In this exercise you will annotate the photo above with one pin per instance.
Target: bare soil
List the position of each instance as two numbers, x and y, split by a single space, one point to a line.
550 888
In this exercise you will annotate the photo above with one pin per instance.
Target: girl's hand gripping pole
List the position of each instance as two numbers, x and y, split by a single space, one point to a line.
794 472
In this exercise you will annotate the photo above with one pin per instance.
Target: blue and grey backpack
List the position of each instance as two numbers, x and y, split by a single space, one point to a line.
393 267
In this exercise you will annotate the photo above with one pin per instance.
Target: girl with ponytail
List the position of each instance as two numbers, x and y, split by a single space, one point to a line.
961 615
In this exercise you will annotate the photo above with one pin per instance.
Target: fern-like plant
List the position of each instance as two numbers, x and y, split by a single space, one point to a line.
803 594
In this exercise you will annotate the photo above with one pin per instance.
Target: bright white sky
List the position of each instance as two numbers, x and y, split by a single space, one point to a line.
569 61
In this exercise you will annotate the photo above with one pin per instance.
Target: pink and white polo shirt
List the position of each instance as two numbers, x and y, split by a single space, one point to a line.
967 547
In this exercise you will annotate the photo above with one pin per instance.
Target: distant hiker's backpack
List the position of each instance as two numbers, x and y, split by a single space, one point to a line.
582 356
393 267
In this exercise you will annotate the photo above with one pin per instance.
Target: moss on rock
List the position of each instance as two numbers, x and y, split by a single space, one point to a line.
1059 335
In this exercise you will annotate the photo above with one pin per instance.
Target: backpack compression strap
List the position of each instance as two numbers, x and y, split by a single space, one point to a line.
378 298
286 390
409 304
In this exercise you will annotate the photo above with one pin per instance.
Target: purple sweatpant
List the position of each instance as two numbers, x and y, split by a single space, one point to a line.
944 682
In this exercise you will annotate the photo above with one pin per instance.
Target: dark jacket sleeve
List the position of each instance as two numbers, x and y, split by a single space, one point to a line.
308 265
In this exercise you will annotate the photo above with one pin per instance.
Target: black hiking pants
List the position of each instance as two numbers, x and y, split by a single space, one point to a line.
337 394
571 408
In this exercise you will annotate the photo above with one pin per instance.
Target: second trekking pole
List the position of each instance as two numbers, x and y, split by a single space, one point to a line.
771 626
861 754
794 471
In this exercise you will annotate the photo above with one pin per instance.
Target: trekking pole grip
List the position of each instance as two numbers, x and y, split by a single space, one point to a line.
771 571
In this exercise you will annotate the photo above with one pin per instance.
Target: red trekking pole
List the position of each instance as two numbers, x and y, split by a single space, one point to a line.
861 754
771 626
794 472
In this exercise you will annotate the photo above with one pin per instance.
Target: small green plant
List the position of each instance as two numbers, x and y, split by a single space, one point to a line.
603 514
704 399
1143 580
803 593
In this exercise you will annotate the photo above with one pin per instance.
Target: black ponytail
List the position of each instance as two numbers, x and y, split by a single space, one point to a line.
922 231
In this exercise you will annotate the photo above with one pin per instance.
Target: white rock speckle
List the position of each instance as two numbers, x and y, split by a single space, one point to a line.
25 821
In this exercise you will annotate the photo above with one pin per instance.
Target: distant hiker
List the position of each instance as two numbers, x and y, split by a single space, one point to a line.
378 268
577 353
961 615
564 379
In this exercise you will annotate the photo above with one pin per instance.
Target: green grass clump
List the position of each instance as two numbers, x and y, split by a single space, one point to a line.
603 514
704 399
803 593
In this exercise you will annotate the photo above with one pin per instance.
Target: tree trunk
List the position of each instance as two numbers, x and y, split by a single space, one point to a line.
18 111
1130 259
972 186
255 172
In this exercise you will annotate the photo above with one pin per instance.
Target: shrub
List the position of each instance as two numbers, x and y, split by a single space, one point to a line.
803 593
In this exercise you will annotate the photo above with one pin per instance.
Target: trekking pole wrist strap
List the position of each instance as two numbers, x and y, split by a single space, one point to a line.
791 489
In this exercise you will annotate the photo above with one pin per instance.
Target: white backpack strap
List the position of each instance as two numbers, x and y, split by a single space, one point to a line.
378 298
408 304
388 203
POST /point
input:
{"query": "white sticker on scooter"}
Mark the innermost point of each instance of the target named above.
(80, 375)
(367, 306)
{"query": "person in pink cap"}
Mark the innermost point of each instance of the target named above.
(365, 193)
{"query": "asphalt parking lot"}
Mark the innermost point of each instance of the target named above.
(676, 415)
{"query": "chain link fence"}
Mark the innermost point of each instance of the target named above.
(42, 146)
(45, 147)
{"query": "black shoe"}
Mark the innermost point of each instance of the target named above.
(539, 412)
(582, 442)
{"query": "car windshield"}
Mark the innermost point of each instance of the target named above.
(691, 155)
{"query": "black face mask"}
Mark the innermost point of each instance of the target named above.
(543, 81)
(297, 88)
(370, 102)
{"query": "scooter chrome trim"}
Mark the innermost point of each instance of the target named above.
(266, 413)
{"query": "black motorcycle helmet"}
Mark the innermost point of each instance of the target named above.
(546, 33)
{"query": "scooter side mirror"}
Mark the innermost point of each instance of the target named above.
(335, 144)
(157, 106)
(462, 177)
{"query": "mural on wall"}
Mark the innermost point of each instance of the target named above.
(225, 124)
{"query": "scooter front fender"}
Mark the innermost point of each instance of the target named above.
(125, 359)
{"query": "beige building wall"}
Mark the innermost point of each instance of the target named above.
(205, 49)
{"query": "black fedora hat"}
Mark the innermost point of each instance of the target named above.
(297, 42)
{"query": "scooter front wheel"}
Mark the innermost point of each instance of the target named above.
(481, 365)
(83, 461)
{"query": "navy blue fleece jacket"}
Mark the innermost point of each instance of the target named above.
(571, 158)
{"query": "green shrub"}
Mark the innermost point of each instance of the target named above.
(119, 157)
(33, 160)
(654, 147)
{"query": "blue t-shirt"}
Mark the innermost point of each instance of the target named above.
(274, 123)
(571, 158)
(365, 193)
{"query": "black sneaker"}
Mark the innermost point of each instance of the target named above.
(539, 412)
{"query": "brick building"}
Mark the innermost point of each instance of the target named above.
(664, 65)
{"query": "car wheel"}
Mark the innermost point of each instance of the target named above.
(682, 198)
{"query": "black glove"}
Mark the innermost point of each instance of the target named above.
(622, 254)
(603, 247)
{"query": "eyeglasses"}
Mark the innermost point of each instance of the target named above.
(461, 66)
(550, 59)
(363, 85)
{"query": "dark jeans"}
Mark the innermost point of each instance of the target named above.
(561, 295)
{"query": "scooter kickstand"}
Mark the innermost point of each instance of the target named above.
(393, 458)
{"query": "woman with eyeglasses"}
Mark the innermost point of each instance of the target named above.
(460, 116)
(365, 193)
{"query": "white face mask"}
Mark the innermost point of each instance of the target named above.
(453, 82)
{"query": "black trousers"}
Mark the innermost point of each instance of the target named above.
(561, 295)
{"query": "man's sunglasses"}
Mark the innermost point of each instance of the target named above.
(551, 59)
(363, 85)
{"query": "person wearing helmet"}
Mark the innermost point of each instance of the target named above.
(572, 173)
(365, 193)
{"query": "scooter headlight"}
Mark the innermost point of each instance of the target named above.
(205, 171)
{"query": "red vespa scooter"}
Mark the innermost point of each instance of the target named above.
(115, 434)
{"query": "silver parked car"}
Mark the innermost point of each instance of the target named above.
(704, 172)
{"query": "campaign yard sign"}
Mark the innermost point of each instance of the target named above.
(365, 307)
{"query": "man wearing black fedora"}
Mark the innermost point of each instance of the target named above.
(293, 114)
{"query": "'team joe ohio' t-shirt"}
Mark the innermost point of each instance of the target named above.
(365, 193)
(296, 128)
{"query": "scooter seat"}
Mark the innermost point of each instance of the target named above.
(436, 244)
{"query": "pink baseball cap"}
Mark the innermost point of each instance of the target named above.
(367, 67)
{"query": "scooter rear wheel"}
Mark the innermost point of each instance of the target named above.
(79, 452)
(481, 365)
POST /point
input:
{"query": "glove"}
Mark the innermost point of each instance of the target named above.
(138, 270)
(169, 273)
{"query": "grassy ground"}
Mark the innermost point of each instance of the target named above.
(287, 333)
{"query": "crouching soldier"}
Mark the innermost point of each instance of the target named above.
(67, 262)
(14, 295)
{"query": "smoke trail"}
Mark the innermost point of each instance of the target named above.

* * * *

WHAT THE TASK REQUIRES
Every line in the data above that contains the word "person" should be copied.

EXERCISE ANSWER
{"query": "person in pink cap"}
{"query": "person wearing helmet"}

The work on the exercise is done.